• **OBJECTIVE 1**
In the udev device-name discussion, which punctuation characters are allowed in device node and symlink names?
• **OBJECTIVE 2**
Resume the udev device-name discussion, starting right after its last sentence.

• **TEXT SHOWN**
★ ★ ★ ★ ★

But that escape logic could be ambiguous (see comment #7). Udev would need to be fixed, otherwise, sooner or later, we'll hit the other problem.

Comment 12 Kay Sievers 2011-09-28 09:35:02 UTC

(In reply to comment #9)
> Harald, Kay, would it be possible to allow these special characters in udev? Or
> is this a no-go for you?

Sorry, I don't really know how to support device names with spaces in
udev. For historic reasons, the names are used internally and exported
in lists where the space char is the separator. I fear we cannot just
change things here without breaking other stuff that works that way
since the beginning.

(In reply to comment #11)
> But that escape logic could be ambiguous (see comment #7). Udev would need to
> be fixed, otherwise, sooner or later, we'll hit the other problem.

Which is the case for all udev device names symlinks since day one. And
hardware INQUIRY data might not be unique by itself. So I do not thing that
is a real world problem, it is more just ugly.

Sure I agree that all this isn't nice, and it would surely be done differently today, but it's what we have.

Deriving device names from un-mangled INQUIRY data of disks is not really an
option for udev, we need to be more careful here. Proper escaping, which is reversible, might be what we want and we could try to make that work. We do
that already for filesystem labels. Just copying the strings 1:1 from the
hardware and put them into /dev is not really an option. We cannot trust
hardware that way, and /dev content must follow some rules of sanity.

Comment 16 Alasdair Kergon 2011-09-30 22:04:25 UTC

Is it only a space that causes a problem as it's a separator, or are there more characters that can no longer be used in /dev?  Is it better to provide a list of *accepted* characters, and then any other character can be escaped (in a reversible way) with a simple tool provided if the user wants to do the escape/unescape.  (We already have an outstanding request to support UTF-8, for example, and we could kill 2 birds with 1 stone.)

Comment 17 Alasdair Kergon 2011-09-30 22:05:17 UTC

- If there is such a list of accepted characters, please would someone paste that list into this bz.

Comment 18 Kay Sievers 2011-10-01 17:05:11 UTC

These character are allowed in device node / symlink names:
  0-9
  A-Z
  a-z
  #+-.:=@_
  any valid utf8 character sequence (they are validated)

(This is all for historic reasons when Linux hotplug was still bunch of
shell scripts, and udev was just a binary called in that context. Udev
reads untrusted data from hardware that is plugged into the system
and composes symlink names out of it. The exported strings from udev
have been consumed by (some horribly written) shell scripts, and we
needed to make sure that didn't do anything bad, so we allowed only
'shell safe' characters.)

★ ★ ★ ★ ★

• **DATASET RECORDS**
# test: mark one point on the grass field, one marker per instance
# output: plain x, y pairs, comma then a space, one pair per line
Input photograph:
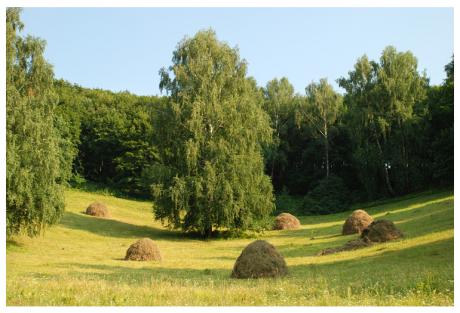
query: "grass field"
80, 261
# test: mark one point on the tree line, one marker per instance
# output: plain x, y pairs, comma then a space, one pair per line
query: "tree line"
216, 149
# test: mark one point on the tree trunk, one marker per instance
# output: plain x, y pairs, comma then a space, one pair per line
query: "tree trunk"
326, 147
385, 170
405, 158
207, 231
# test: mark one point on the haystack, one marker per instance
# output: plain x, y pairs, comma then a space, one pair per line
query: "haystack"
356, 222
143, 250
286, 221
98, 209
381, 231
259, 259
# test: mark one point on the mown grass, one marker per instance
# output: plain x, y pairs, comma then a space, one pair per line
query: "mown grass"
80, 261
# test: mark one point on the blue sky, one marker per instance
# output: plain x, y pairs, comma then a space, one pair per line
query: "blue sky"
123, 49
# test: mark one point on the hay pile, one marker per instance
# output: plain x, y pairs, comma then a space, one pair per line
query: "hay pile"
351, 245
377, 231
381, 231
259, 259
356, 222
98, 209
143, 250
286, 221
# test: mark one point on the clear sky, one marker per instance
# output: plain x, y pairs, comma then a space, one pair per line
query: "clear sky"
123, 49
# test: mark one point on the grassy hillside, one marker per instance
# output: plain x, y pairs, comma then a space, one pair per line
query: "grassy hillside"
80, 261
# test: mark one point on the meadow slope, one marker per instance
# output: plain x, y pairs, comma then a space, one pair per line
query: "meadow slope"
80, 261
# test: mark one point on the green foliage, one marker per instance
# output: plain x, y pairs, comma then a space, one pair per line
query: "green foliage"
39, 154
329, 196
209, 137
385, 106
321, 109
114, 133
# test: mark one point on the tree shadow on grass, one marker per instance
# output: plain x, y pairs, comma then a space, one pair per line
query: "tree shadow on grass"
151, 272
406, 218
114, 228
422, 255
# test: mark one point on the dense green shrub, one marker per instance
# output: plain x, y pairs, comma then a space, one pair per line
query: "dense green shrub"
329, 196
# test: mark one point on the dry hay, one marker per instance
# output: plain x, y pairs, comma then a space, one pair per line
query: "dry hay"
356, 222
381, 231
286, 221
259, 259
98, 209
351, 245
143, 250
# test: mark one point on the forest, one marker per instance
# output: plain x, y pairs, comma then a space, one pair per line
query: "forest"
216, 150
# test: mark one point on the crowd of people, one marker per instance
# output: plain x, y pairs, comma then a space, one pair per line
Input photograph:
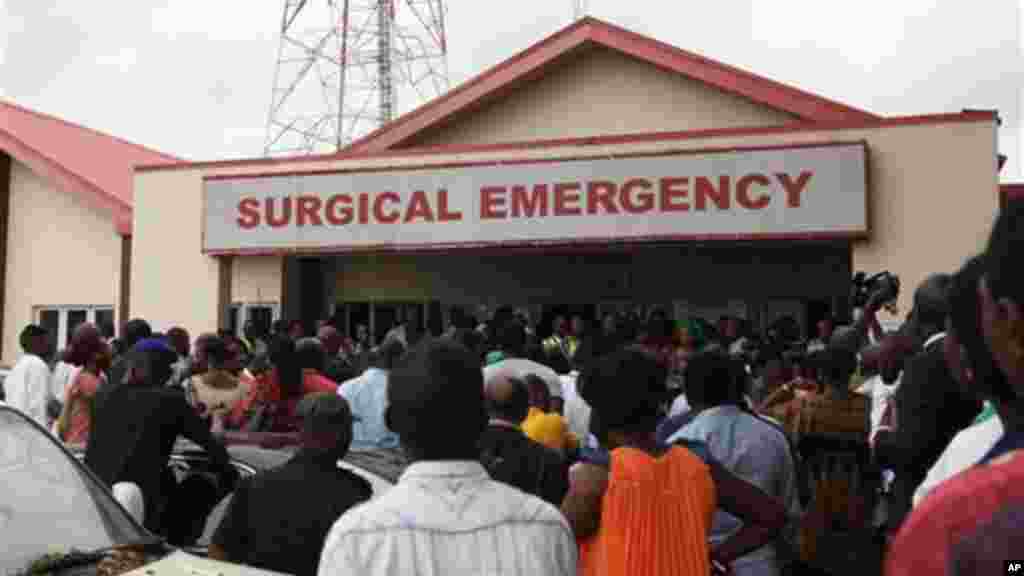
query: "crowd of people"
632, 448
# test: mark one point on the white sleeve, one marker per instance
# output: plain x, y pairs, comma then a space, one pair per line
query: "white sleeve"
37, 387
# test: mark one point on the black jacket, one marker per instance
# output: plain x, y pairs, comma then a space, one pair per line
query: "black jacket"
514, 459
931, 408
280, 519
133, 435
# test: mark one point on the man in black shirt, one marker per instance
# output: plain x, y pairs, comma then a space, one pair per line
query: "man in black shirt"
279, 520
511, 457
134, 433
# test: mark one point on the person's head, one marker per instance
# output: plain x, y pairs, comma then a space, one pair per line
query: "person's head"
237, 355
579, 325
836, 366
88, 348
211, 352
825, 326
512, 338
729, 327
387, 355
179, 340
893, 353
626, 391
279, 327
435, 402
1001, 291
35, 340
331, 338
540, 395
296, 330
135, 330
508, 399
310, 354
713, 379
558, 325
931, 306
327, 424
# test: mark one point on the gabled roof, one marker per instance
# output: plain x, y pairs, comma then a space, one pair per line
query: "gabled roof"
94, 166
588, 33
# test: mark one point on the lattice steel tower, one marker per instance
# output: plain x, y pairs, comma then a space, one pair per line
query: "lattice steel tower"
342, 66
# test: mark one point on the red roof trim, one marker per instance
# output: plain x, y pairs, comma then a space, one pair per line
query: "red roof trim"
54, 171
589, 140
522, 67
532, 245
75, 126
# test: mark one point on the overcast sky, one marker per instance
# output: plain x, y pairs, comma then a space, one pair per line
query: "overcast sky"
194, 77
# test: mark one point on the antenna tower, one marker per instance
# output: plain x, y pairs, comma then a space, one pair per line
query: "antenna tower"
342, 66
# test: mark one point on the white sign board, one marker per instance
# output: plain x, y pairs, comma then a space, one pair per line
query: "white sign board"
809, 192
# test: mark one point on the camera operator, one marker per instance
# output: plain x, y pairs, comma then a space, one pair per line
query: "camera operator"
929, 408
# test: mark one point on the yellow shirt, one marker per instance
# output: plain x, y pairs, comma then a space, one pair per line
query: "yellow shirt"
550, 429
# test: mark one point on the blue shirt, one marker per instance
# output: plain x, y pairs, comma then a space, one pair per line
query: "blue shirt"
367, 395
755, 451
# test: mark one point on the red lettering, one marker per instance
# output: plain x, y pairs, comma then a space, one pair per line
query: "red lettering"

★ ★ ★ ★ ★

• **EXERCISE RESULT 1**
The allowed punctuation characters are #, +, -, ., :, =, @, and _.

• **EXERCISE RESULT 2**
Comment 19 Alasdair Kergon 2011-10-04 19:09:51 UTC

So of the 1-byte characters, say we pick one as an escape character.  I can imagine all of them appearing in device names.

First suggestion:
# followed by hex representation terminated by another #

So # itself would appear as:
#23#

Space would appear as
#20#

and utf8 might have 4 or more hex chars between the #s


At which layer should we apply the encoding?
- we could leave dm exactly as-is, and do the encoding when creating the names for udev to use.  That's the most general solution.

Or
- we could do the encoding at the libdevmapper side, so the in-kernel names would match.  However we are currently limited to 127 characters in names - would that be enough?

Comment 20 Alasdair Kergon 2011-10-04 20:14:05 UTC

For passing utf8 through dm, 0x2f ('/') would need escaping if it can occur inside a multi-byte character - anything else?

Then perhaps it's only the remaining single byte characters that would need # encoding.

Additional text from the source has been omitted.